• [Required work]: Pick out each line below that contains the string "every", matching case, and copy those lines.

• [Records for the task]:
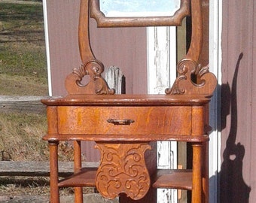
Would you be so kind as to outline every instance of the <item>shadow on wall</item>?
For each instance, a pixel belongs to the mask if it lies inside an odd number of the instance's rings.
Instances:
[[[220,198],[221,203],[247,203],[249,202],[251,187],[246,185],[242,177],[242,160],[245,156],[245,147],[241,143],[236,144],[237,134],[237,98],[236,84],[238,71],[243,54],[240,53],[232,81],[232,86],[228,83],[221,86],[221,129],[226,127],[226,117],[231,108],[231,125],[226,141],[226,148],[223,153],[220,178]]]

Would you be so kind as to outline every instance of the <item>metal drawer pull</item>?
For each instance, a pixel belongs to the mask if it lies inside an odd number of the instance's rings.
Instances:
[[[134,123],[133,120],[124,119],[124,120],[115,120],[115,119],[108,119],[107,121],[114,125],[130,125]]]

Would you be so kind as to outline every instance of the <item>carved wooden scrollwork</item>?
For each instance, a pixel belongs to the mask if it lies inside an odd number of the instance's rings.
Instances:
[[[150,177],[145,162],[148,144],[102,144],[96,183],[98,191],[108,198],[126,193],[134,200],[143,198],[150,188]]]
[[[74,68],[73,72],[66,79],[66,89],[69,94],[114,94],[114,89],[110,89],[101,76],[104,66],[98,60],[90,60],[81,65],[79,68]],[[87,84],[81,83],[84,77],[88,75]]]
[[[215,76],[209,72],[209,66],[201,66],[192,59],[184,59],[177,66],[178,77],[167,95],[200,94],[212,95],[217,85]],[[196,76],[193,81],[191,76]]]

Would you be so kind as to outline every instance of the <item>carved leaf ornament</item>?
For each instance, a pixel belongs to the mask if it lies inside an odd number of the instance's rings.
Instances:
[[[212,95],[216,85],[215,76],[209,72],[209,66],[201,66],[197,62],[184,59],[177,65],[178,77],[170,89],[166,89],[167,95],[200,94]],[[191,75],[197,76],[197,81],[191,79]]]

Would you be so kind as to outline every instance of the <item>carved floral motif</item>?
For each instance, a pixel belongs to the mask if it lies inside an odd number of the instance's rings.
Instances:
[[[178,77],[167,95],[208,94],[212,95],[217,85],[215,76],[209,72],[209,66],[201,66],[196,62],[184,59],[177,65]],[[196,77],[192,80],[192,75]]]
[[[73,72],[68,75],[66,80],[66,88],[69,94],[92,93],[113,95],[114,89],[110,89],[101,74],[104,71],[104,66],[98,60],[91,60],[74,68]],[[81,83],[83,78],[88,75],[90,80],[87,84]]]
[[[133,199],[143,198],[150,188],[144,154],[148,144],[99,144],[101,164],[96,182],[98,191],[108,198],[126,193]]]

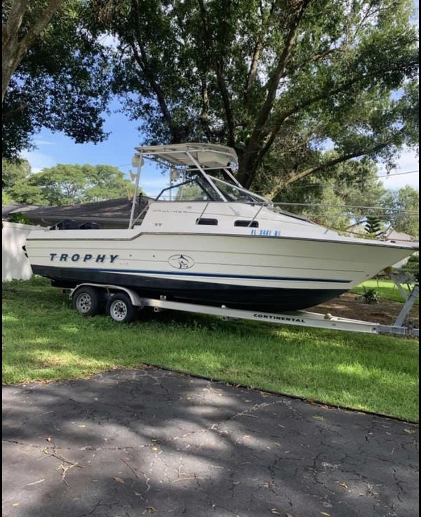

• [Full output]:
Would you be so kind as to outline every instance of the <item>shadow on wall</item>?
Would you be so kind as to outline every instance of the <item>metal drawer pull</item>?
Would you be so kind as to outline every instance of the <item>carved wooden scrollwork</item>?
Would you be so kind as to outline every instance of the <item>carved leaf ornament</item>?
Would you be so kind as to outline every instance of the <item>carved floral motif</item>?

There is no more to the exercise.